▸ Work to complete
Give back exactly the lines that run from the line containing "Reviewer note: confirm that every instance of the green" through the end of the listing below. Leave out every other line.

Collection entries:

+ + + + + + +

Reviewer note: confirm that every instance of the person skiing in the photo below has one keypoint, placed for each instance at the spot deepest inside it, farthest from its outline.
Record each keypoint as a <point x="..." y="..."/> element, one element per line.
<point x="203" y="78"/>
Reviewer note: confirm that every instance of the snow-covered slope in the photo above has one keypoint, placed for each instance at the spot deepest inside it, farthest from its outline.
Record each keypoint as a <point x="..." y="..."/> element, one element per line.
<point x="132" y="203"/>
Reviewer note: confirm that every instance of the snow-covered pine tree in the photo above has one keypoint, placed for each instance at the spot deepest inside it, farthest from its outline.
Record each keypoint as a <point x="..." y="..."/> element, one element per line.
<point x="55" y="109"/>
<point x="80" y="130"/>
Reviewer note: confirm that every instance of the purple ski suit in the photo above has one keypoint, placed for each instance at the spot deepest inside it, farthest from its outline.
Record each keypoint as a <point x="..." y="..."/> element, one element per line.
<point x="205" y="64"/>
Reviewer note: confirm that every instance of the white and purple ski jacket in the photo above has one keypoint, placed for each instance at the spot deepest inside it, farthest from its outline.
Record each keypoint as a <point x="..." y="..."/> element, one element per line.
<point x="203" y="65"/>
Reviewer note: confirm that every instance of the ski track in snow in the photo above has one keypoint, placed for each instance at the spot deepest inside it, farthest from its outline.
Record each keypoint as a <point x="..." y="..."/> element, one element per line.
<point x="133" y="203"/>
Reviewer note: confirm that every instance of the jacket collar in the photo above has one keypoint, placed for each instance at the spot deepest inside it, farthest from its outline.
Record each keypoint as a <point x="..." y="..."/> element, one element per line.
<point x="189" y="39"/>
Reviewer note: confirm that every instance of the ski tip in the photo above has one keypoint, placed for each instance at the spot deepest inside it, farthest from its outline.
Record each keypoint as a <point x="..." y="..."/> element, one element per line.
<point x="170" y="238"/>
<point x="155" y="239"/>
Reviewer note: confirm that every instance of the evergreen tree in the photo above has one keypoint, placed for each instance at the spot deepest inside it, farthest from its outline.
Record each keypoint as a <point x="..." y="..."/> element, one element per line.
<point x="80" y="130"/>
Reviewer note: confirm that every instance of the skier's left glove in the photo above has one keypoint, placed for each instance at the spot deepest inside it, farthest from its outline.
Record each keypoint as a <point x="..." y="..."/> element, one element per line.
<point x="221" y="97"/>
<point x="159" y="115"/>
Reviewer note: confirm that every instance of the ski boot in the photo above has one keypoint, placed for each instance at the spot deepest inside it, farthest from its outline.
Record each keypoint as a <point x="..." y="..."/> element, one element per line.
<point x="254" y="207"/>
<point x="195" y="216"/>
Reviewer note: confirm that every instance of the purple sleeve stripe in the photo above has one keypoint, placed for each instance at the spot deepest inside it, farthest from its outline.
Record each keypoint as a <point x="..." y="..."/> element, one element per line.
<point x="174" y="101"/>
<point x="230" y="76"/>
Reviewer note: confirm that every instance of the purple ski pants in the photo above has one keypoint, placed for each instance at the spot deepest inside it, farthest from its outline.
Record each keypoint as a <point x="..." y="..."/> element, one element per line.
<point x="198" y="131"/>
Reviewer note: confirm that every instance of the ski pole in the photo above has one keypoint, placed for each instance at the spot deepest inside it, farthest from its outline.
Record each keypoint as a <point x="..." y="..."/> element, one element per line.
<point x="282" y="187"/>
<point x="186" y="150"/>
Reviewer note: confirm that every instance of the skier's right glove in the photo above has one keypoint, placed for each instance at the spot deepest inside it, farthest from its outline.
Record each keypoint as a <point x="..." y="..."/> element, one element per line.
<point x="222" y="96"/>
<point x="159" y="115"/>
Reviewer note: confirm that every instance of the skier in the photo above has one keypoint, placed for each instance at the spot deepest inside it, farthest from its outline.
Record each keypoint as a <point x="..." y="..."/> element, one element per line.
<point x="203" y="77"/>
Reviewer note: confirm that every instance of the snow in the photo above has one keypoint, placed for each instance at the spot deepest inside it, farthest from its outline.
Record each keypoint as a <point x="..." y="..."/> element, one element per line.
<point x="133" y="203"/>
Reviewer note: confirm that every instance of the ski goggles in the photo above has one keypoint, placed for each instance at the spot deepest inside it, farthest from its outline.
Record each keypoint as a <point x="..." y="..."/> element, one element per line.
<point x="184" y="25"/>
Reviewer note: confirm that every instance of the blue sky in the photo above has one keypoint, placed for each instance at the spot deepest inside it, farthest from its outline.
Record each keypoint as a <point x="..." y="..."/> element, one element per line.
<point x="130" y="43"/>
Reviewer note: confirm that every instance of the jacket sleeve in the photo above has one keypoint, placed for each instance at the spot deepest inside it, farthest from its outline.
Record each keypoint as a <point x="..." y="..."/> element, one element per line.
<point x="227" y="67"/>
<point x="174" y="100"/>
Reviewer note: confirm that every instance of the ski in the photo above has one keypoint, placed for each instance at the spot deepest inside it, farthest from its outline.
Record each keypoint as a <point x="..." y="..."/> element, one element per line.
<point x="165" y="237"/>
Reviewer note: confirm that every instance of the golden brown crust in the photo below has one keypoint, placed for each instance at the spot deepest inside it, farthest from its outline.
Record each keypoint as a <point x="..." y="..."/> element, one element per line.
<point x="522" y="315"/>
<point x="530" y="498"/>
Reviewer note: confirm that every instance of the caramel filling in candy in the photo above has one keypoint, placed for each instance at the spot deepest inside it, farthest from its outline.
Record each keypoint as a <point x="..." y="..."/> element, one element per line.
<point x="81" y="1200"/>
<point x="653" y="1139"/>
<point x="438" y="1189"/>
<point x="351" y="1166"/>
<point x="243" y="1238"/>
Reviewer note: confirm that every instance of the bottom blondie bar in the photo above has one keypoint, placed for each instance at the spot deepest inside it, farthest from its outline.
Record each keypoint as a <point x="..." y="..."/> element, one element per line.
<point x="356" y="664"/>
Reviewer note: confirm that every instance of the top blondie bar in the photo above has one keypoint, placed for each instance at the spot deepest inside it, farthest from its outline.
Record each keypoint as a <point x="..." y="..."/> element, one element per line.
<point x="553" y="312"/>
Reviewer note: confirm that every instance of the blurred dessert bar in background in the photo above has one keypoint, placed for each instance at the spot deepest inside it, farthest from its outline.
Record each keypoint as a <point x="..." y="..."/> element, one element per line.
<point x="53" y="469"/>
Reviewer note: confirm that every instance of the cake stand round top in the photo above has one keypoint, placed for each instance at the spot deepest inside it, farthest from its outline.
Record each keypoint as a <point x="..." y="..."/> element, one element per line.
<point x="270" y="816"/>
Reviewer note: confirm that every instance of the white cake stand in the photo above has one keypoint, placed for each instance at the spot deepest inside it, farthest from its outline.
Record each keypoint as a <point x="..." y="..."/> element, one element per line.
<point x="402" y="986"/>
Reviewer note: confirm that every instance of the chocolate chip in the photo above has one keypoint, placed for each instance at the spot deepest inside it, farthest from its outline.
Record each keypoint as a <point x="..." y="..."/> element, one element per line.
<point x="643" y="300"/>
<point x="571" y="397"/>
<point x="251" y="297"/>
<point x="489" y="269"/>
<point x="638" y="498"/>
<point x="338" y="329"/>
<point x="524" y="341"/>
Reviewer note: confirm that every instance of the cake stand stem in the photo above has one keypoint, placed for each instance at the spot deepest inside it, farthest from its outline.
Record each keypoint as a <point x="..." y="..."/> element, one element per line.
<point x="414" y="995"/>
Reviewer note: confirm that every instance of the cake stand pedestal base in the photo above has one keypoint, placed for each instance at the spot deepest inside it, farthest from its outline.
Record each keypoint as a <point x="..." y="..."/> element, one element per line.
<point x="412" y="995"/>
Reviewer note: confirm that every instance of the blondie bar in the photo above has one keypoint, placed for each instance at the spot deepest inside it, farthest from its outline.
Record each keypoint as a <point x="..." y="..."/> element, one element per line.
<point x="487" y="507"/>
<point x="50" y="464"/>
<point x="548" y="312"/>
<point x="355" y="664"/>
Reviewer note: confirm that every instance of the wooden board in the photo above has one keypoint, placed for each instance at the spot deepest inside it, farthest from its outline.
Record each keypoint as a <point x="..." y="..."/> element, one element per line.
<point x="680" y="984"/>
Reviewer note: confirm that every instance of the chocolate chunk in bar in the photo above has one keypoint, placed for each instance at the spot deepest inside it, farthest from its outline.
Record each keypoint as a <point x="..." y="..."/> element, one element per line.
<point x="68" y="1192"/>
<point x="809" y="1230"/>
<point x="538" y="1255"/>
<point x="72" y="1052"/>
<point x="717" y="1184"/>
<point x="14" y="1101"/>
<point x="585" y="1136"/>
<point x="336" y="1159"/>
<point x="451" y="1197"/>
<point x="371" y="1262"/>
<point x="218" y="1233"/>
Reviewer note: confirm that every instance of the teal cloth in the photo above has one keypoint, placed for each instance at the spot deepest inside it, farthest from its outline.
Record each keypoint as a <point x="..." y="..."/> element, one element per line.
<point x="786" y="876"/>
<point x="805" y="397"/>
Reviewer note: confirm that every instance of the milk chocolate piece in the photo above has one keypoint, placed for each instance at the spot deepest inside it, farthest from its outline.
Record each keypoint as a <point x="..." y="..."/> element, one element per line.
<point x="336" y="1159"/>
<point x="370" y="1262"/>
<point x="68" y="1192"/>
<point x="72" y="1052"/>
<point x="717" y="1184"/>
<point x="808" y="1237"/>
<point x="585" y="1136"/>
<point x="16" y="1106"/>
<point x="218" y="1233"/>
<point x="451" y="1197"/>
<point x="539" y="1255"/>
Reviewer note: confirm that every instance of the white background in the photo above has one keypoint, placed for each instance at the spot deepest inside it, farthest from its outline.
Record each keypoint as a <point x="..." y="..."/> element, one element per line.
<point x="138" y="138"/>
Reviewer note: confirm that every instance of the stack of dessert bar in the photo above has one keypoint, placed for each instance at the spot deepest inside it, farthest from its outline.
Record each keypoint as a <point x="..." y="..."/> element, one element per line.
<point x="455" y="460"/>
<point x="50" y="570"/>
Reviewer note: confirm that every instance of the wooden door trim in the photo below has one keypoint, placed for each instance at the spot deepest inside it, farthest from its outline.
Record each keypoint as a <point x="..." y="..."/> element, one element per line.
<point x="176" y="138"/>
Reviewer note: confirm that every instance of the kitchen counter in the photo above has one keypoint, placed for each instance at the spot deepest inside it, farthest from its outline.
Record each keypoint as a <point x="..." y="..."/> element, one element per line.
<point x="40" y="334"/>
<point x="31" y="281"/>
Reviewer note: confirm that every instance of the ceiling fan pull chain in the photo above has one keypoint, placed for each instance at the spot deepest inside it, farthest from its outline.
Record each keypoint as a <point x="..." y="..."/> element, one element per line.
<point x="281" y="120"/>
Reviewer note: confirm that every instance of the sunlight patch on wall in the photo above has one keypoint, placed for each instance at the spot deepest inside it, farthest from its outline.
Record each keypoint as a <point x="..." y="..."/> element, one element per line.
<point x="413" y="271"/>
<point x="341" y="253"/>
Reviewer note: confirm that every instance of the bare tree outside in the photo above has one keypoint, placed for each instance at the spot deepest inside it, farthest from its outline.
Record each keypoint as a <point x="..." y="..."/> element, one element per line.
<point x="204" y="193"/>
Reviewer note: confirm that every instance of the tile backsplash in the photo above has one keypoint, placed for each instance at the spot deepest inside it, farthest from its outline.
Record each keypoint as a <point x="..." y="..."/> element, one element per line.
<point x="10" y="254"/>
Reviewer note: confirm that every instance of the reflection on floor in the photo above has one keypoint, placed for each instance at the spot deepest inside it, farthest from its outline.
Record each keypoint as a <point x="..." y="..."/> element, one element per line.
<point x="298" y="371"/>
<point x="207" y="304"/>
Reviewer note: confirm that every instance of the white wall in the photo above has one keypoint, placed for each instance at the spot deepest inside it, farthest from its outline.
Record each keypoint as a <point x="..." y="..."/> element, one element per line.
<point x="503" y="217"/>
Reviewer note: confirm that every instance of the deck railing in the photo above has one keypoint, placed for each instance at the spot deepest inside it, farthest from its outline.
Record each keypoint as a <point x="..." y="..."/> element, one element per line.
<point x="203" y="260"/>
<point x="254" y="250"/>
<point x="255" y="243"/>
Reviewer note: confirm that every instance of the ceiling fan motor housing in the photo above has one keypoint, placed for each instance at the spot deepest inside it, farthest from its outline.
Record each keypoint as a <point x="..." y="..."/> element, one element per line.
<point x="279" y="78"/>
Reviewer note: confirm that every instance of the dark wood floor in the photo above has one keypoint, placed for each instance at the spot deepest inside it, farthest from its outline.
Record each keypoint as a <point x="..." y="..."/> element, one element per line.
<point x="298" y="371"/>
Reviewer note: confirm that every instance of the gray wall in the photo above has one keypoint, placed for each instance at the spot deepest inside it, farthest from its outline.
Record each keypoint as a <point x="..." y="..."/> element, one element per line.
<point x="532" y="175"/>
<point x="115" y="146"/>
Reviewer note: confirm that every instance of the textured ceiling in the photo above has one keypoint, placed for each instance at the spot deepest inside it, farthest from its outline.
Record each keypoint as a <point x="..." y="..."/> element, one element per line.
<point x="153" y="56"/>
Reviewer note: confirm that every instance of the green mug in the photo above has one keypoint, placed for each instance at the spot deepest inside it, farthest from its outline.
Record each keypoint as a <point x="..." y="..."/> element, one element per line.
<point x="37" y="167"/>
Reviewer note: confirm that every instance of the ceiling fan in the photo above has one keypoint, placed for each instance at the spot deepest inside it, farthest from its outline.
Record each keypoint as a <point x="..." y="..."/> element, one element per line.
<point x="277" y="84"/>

+ + + + + + +

▸ Finished task
Reviewer note: confirm that every instance of the green mug in the photo above has one keypoint, placed for each instance at the spot deepest inside it, farthest from its outline.
Record each keypoint as a <point x="..." y="..."/> element, one element per line.
<point x="37" y="167"/>
Reviewer note: confirm that every instance of the ceiling fan in the photo above has one keypoint, placed for each instance at the spot deepest inside it, farthest from its outline.
Record each keypoint as a <point x="..." y="..."/> element, one element per line.
<point x="277" y="84"/>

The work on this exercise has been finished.